§ **LISTED RECORDS**:
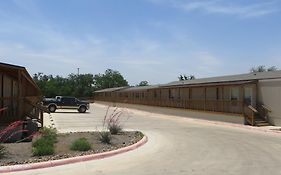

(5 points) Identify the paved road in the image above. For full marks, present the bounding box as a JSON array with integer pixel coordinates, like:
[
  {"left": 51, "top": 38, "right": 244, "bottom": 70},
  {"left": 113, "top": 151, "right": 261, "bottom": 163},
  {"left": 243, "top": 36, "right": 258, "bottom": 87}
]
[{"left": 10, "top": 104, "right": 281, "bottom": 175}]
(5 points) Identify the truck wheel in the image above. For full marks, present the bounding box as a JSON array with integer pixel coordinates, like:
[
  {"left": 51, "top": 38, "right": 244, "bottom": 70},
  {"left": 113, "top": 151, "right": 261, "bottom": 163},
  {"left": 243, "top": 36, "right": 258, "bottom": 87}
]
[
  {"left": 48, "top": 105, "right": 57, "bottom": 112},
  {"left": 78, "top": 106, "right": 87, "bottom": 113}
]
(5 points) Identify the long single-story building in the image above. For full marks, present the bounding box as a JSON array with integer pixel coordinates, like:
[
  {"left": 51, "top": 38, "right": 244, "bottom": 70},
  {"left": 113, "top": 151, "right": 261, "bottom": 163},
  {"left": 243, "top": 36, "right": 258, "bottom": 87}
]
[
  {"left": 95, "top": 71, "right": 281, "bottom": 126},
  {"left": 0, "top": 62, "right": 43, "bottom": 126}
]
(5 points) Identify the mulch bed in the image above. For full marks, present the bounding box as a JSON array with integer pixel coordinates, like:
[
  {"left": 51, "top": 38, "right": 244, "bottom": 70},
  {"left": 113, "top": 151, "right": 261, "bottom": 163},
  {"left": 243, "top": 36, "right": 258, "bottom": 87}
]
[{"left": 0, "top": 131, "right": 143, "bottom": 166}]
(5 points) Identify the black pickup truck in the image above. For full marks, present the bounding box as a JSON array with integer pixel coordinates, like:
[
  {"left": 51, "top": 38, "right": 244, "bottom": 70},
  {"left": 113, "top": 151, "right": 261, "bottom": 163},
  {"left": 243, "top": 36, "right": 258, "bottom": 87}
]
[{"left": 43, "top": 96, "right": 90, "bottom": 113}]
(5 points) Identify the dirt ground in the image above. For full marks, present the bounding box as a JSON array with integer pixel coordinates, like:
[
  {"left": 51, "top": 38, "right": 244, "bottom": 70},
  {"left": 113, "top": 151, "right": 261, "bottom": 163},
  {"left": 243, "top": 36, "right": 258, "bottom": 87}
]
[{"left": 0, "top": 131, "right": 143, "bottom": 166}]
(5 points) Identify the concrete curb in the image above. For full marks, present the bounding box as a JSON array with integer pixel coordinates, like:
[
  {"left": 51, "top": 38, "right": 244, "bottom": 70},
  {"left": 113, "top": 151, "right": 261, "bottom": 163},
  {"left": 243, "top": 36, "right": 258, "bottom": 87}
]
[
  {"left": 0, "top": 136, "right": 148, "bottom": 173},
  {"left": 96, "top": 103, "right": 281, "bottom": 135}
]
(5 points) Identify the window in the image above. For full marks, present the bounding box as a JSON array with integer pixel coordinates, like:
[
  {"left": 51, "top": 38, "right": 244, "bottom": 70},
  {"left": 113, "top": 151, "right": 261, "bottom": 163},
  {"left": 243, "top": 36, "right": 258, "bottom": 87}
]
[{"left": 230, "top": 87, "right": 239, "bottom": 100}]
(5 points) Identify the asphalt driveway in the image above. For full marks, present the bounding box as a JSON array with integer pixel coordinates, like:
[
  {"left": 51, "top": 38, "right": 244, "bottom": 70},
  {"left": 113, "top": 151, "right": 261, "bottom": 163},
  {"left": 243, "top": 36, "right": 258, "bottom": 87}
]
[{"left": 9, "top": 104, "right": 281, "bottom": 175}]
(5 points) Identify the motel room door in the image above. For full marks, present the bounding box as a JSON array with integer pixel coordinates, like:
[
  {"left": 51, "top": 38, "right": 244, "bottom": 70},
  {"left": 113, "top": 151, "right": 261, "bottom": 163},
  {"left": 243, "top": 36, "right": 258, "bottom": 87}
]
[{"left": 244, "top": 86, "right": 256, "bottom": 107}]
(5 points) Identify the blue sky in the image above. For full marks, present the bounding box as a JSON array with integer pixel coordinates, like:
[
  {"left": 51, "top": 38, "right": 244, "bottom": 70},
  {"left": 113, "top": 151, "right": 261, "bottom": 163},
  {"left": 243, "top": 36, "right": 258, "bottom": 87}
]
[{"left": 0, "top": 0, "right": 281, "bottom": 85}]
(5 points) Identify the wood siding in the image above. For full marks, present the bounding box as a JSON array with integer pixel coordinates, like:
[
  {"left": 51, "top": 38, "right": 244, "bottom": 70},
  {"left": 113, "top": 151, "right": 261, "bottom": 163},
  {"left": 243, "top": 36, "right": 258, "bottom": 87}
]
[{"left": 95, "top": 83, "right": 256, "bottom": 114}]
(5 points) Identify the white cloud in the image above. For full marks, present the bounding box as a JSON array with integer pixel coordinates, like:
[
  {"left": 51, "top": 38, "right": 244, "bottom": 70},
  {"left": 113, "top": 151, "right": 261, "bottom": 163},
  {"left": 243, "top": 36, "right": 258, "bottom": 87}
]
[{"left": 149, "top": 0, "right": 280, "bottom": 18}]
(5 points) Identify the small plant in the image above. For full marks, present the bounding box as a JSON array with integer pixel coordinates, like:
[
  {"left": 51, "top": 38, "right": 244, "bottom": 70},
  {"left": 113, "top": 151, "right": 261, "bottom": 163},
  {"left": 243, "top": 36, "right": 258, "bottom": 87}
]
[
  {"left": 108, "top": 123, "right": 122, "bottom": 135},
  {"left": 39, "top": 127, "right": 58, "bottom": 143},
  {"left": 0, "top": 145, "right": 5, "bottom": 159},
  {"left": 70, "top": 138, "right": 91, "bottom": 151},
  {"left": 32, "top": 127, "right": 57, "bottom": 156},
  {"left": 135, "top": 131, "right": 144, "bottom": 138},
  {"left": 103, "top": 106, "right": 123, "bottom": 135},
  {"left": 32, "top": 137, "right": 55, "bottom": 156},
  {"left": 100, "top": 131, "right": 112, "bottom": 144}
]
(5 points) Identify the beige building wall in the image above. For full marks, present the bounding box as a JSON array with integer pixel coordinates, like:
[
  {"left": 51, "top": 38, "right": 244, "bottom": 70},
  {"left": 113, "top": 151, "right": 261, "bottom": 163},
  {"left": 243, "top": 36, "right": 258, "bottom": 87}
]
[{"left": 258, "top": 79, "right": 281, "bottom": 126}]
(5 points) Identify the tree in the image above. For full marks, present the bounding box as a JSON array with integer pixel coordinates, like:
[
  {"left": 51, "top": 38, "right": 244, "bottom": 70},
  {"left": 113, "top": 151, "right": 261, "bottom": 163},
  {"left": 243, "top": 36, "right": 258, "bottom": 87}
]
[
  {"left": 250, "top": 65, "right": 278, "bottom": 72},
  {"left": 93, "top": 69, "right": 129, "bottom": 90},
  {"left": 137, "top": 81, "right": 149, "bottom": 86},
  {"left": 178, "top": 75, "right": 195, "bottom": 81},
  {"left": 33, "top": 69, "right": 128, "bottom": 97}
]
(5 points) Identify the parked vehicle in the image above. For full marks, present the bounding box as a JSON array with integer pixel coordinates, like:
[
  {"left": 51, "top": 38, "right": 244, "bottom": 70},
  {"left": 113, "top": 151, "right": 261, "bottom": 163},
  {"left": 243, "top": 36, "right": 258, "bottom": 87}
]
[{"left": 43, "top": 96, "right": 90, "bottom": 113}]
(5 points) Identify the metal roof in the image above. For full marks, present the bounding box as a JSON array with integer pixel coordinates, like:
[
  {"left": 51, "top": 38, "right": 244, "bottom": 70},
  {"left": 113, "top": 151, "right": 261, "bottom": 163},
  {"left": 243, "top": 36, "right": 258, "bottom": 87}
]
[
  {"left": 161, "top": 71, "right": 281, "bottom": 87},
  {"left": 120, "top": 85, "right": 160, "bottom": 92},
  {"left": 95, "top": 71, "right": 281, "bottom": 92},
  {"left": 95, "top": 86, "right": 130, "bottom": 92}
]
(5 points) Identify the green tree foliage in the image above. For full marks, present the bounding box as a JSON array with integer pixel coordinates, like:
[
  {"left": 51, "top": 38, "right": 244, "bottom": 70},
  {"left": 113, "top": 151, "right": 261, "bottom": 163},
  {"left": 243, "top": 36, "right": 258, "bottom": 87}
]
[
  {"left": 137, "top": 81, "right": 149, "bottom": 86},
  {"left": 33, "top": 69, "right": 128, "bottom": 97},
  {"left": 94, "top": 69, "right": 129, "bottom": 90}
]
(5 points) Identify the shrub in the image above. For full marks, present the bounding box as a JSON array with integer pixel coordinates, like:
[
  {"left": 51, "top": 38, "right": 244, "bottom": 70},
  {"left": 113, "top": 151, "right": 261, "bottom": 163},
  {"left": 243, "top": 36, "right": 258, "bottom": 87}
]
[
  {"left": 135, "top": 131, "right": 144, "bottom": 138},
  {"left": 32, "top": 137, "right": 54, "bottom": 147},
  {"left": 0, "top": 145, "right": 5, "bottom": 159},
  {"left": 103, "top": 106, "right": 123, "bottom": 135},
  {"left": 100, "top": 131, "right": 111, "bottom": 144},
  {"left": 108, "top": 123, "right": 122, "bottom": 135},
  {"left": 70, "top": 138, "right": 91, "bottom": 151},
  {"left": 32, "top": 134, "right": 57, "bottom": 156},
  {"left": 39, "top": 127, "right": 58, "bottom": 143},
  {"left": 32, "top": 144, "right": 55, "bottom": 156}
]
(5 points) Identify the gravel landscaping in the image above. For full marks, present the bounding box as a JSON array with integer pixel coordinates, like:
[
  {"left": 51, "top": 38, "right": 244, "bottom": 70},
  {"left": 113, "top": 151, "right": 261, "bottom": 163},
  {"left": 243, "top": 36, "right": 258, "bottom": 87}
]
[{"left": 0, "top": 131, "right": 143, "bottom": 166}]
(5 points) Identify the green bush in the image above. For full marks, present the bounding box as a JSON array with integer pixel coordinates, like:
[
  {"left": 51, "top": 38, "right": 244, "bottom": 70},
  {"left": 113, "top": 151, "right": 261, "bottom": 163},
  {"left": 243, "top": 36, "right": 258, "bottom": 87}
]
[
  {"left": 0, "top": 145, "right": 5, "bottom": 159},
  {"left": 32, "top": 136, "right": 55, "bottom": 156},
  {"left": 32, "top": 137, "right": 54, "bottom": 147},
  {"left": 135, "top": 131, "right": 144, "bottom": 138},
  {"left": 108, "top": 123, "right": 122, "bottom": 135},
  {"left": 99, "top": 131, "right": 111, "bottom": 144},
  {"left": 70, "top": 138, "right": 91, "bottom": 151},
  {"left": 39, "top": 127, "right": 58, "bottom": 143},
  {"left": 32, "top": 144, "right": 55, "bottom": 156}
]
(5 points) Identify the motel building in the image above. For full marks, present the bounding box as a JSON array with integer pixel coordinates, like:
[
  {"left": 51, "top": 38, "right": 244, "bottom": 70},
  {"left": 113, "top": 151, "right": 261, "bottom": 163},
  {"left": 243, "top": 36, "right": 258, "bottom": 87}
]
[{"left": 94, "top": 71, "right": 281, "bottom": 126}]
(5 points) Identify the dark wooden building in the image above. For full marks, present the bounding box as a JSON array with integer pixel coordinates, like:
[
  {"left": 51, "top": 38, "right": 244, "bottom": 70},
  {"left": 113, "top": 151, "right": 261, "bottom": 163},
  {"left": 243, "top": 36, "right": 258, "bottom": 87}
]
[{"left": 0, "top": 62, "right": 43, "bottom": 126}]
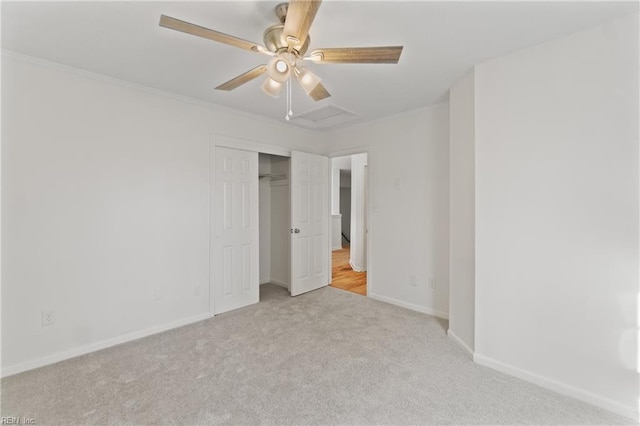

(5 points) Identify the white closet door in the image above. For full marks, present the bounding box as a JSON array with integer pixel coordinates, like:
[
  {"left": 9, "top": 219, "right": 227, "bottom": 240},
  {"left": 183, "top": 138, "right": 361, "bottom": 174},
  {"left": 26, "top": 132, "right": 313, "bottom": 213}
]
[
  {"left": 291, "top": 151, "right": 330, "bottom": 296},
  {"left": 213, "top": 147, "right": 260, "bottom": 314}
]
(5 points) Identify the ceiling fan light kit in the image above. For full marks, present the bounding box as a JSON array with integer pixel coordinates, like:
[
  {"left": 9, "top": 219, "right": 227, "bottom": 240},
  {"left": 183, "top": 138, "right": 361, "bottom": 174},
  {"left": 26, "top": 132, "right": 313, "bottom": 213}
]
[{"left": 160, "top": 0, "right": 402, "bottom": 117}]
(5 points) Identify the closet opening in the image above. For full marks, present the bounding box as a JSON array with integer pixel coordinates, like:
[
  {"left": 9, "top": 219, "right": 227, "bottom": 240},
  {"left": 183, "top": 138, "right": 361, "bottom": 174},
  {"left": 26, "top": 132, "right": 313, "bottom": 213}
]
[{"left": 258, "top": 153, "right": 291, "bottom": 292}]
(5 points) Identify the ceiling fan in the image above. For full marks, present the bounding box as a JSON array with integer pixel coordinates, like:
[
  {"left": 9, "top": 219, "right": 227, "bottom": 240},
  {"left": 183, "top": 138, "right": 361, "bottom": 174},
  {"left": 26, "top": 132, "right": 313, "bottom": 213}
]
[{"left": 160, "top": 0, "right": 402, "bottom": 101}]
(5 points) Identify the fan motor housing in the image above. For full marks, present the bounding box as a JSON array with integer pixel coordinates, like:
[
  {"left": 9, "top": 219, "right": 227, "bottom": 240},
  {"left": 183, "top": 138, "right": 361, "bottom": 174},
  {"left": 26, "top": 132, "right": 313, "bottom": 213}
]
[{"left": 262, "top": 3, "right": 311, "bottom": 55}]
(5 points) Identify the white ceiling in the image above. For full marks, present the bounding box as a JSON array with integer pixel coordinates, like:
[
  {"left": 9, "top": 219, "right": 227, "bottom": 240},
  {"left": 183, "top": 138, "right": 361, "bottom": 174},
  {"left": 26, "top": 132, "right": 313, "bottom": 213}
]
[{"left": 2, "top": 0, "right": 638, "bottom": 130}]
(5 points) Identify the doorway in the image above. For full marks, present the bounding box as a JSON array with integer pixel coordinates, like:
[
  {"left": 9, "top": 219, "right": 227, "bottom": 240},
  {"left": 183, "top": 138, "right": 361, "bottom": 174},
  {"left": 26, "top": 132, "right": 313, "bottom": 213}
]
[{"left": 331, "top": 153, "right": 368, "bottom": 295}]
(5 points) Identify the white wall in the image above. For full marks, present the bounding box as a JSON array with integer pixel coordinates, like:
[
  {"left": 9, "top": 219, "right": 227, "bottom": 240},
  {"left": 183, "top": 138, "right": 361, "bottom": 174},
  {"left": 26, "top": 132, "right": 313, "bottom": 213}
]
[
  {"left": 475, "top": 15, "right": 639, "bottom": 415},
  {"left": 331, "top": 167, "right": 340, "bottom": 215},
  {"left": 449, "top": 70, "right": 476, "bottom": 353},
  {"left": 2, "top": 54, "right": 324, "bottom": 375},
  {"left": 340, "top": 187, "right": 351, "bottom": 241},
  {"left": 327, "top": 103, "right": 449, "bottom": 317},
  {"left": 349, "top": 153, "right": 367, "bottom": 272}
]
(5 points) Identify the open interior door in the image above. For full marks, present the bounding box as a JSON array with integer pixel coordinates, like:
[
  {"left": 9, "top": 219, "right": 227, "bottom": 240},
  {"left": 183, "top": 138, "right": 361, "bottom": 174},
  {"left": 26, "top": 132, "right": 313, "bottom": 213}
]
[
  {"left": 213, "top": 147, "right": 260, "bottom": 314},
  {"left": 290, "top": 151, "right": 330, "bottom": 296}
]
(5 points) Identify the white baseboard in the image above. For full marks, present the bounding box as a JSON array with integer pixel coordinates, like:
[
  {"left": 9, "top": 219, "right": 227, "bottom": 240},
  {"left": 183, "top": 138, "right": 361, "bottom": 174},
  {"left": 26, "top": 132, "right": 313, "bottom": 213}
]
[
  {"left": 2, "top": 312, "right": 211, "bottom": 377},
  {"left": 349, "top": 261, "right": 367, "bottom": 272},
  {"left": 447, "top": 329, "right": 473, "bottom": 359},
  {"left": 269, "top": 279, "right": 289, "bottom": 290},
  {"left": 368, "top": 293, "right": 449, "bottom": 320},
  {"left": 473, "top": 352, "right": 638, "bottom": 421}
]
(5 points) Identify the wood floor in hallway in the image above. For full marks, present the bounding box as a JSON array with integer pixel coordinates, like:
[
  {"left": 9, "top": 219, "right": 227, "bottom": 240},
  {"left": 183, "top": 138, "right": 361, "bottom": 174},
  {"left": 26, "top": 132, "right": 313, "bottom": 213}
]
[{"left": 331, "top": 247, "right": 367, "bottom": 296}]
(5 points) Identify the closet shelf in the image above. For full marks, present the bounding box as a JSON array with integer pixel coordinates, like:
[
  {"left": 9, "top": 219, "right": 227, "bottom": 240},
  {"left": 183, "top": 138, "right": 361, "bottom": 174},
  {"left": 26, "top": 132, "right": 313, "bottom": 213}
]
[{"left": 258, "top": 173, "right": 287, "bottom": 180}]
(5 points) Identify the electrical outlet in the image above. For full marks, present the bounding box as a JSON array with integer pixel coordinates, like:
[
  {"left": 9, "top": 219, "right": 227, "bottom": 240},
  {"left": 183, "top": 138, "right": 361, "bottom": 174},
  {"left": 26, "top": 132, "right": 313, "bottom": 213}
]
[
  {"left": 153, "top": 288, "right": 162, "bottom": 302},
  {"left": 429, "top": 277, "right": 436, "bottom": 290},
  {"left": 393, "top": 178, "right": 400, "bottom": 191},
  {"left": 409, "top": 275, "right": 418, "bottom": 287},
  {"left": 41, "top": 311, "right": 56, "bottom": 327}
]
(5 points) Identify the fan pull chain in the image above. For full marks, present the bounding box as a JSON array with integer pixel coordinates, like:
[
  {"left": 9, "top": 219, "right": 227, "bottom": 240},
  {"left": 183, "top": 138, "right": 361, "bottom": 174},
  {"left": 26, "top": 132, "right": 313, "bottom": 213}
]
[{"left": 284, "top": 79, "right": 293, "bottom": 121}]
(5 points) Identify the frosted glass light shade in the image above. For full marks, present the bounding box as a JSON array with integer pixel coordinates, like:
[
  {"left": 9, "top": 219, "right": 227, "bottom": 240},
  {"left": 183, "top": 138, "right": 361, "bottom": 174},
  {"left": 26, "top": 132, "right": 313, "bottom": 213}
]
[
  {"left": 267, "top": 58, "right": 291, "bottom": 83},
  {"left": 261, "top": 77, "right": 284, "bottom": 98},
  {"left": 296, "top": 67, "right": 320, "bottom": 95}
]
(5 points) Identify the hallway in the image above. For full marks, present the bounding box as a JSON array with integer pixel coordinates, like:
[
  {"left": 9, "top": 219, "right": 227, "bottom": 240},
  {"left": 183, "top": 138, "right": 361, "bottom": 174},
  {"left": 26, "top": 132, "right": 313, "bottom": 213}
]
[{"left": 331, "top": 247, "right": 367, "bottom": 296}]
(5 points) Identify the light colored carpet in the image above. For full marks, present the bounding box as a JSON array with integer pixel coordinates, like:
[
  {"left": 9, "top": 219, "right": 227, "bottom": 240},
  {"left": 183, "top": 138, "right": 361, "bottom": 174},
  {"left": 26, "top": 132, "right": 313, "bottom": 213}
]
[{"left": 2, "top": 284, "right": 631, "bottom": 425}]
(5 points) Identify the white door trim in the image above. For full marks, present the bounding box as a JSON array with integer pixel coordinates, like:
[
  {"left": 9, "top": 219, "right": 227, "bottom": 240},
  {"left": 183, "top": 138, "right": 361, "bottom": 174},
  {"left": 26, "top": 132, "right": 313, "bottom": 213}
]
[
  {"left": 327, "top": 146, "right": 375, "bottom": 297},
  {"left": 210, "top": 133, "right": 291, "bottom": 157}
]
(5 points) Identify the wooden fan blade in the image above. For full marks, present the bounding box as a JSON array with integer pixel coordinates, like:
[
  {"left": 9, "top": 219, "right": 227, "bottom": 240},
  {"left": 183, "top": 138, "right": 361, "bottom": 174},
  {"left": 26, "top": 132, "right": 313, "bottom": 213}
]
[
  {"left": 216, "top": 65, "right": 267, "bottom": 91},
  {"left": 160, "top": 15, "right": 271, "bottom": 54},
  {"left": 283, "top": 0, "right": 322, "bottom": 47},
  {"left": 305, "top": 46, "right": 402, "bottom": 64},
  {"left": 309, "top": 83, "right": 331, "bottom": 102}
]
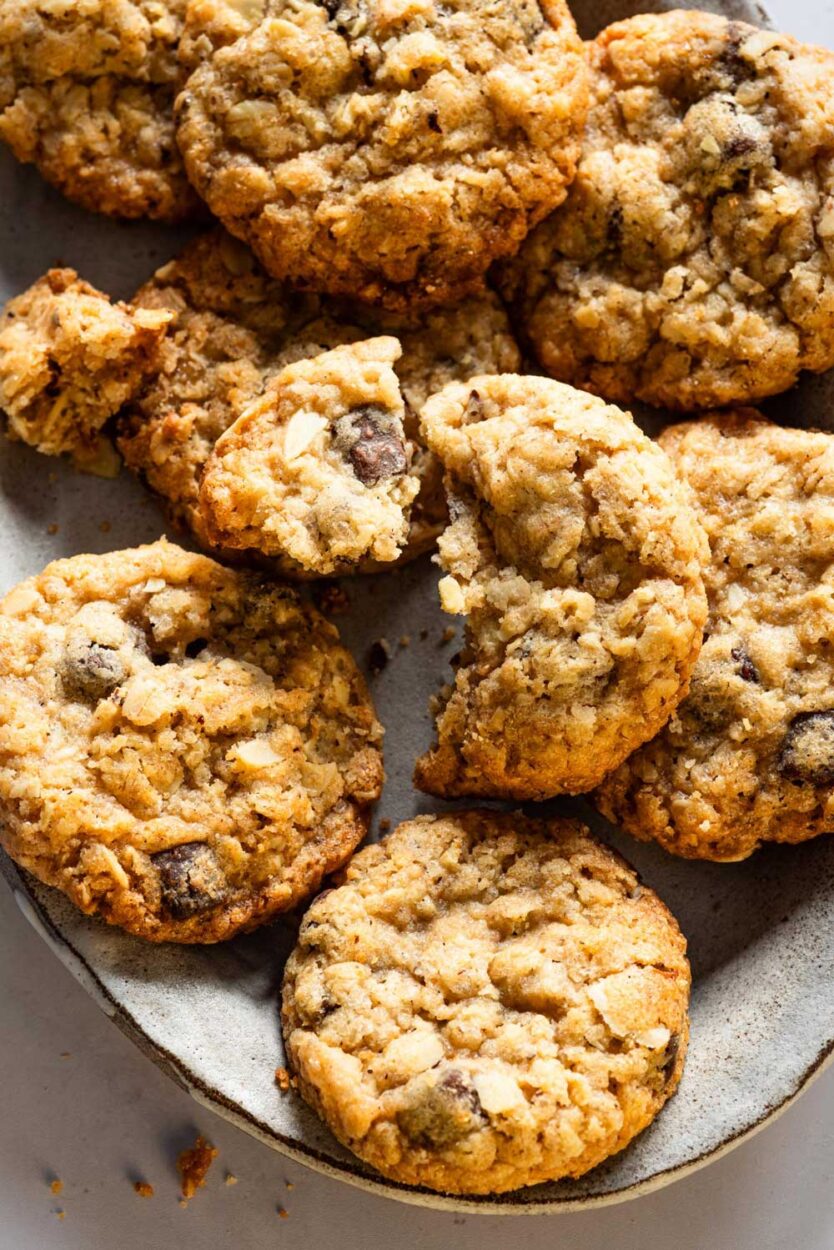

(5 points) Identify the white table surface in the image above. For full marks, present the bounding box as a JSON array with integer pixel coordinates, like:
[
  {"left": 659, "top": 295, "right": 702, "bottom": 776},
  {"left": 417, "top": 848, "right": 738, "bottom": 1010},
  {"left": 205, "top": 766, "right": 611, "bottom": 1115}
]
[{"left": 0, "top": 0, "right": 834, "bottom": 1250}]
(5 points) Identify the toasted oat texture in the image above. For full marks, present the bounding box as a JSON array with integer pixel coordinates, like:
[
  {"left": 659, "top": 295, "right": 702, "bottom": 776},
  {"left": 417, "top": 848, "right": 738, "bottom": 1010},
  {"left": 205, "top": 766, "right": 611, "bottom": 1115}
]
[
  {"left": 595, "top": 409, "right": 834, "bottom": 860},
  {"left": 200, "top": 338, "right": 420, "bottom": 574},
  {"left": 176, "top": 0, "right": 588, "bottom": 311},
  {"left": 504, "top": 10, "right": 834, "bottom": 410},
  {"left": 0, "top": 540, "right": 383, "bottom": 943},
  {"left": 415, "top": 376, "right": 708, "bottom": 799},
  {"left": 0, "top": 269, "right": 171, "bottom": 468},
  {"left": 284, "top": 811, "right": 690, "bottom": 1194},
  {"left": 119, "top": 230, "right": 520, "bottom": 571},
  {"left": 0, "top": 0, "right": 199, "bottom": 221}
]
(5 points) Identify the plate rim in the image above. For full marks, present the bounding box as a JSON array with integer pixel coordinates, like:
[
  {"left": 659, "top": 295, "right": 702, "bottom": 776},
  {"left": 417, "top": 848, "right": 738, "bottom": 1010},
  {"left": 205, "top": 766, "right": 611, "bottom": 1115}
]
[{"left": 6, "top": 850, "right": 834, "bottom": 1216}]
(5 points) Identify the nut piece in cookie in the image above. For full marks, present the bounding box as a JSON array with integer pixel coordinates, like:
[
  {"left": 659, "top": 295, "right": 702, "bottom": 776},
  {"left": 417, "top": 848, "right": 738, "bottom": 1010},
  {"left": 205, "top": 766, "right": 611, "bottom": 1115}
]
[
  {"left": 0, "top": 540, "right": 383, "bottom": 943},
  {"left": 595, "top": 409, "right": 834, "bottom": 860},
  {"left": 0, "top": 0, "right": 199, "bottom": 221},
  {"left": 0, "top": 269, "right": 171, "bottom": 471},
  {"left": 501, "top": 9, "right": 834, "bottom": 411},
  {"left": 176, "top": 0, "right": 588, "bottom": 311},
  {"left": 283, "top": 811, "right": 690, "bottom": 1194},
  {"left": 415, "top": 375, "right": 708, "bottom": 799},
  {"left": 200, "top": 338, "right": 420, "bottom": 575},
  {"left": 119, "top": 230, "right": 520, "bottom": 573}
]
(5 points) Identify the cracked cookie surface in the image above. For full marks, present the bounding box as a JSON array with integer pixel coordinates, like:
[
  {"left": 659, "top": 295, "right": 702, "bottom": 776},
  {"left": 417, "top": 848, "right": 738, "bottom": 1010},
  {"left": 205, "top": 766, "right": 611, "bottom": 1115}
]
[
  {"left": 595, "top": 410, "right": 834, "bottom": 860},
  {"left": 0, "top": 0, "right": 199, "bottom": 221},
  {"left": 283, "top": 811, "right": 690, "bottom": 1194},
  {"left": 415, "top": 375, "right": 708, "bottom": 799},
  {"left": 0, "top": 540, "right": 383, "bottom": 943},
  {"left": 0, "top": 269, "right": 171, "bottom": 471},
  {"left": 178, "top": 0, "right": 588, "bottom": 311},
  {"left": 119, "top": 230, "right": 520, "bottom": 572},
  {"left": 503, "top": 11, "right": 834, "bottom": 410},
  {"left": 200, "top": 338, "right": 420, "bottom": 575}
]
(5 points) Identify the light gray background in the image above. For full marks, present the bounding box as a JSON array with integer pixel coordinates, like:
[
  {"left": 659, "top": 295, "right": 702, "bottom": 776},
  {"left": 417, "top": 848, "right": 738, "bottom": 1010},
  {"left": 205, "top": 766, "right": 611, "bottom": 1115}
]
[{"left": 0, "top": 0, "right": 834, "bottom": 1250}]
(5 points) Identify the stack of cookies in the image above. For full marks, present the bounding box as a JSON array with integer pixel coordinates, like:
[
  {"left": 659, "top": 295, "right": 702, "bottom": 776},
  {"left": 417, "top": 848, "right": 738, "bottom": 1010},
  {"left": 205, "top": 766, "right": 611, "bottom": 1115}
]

§ **WHAT THE TASK ASKS**:
Reproduce word for word the part of the material above that opens with the line containing "(5 points) Identify the light gray" and closes with the last line of the material.

§ **ANSWER TO THE PROBLEM**:
(5 points) Identify the light gray background in the image above. For full marks, present the bounding box as a JSON array with integer pixel coordinates, like:
[
  {"left": 659, "top": 295, "right": 702, "bottom": 776},
  {"left": 417, "top": 848, "right": 738, "bottom": 1010},
  {"left": 205, "top": 766, "right": 611, "bottom": 1115}
]
[{"left": 0, "top": 0, "right": 834, "bottom": 1250}]
(5 points) Identify the stack of cookies in the image above. For full marks, present the bounding box as a JSON array with integer pixel coordinates, like:
[
  {"left": 659, "top": 295, "right": 702, "bottom": 776},
  {"left": 417, "top": 848, "right": 738, "bottom": 1010},
  {"left": 205, "top": 766, "right": 611, "bottom": 1115}
]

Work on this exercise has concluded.